**Exercises:**
A – In the text about Stuart's nursing career, rewrite the paragraph beginning "Stuart has recently completed" as a short bulleted list that keeps its main facts.
B – Pick up the text about Stuart's nursing career right after its final quoted sentence and carry it on.

[[ Page text open ]]

“I have worked in healthcare for many years now. I started out working as a mental health support worker, which was inspired by my grandmother who worked as a nurse and my uncle who suffered from schizophrenia.
“My uncle had an extremely hard time adjusting with his new diagnosis and it started to affect his physical health as well. It appeared to me that the nursing teams treating him had very little understanding of mental health and were only able to treat his physical health needs.
“I believe that we should be treating the patient holistically and not separating the mind and the body. I believe that my experiences, throughout my mental health career and now my physical health career, can ultimately help to treat all my patients equally and holistically to increase patient standards and overall experience.”
Stuart has recently completed his Nurse Associate training and is continuing his career progression with GMMH by attending Bolton University to complete his top up nursing degree as a Registered General Nurse, which he has started this year.
“I have grown massively in my understanding and knowledge. I love my job and I would never change anything about it. I truly believe I have found my dream job.”

[[ Page text closed ]]
[[ Dataset excerpts open ]]

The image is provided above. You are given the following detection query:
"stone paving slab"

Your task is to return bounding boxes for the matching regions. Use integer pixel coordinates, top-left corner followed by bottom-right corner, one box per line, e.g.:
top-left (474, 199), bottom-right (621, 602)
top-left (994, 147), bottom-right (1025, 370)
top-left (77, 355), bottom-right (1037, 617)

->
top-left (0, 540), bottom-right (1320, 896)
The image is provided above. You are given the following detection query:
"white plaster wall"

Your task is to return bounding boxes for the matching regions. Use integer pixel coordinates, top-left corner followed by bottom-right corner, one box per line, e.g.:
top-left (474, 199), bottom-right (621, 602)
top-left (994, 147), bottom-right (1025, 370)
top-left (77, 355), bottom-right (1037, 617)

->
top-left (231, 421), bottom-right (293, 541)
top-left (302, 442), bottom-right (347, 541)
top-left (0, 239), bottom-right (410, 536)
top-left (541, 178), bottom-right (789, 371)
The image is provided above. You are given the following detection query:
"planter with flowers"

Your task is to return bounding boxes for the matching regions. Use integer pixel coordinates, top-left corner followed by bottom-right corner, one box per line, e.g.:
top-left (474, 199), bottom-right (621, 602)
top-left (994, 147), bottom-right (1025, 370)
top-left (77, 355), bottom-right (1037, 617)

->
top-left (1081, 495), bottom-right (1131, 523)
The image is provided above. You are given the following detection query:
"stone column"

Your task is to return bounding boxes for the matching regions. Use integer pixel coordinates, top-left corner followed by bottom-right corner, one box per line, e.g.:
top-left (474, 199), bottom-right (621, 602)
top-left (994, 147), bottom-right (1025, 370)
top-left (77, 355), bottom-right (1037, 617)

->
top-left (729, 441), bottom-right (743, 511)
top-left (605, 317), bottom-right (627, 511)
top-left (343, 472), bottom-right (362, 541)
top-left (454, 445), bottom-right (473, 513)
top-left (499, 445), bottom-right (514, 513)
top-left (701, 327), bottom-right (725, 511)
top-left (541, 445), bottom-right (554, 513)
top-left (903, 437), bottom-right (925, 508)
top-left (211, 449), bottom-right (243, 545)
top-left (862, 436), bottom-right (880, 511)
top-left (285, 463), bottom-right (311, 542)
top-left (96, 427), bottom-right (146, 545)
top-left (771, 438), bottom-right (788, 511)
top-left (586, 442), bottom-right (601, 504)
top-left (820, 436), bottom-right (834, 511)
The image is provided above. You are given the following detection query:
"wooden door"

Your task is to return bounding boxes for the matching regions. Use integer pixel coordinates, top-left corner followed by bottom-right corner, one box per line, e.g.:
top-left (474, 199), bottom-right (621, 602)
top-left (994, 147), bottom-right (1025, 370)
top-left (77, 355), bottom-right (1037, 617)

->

[[ Dataset excerpts closed ]]

**Results:**
A –
- Stuart recently finished his Nurse Associate training.
- He is moving his career forward with GMMH.
- This year he started a top-up nursing degree at Bolton University.
- The degree will qualify him as a Registered General Nurse.

B –
My experience studying toward my degree
“I have had to completely adjust to learning again since leaving high school back in 1993 with not great GCSE results. I originally applied for the band four Assistant Practitioner back in 2016/17 when I started working at the prison but wasn't successful. This inspired me to go back to college to gain the qualifications I needed to get on to the next step of my career.
“After completing the GCSE qualifications required, I learned about a new career route to nursing degree through the Nurse Associate route. I applied and was successful and my new career started.
“During my studies at Liverpool John Moore’s University I found it challenging and very daunting at first, I had never used referencing before or been part of such a vast academic study group, however I soon adapted. I loved my experiences throughout university. Placements were amazing. They really made me feel part of their family.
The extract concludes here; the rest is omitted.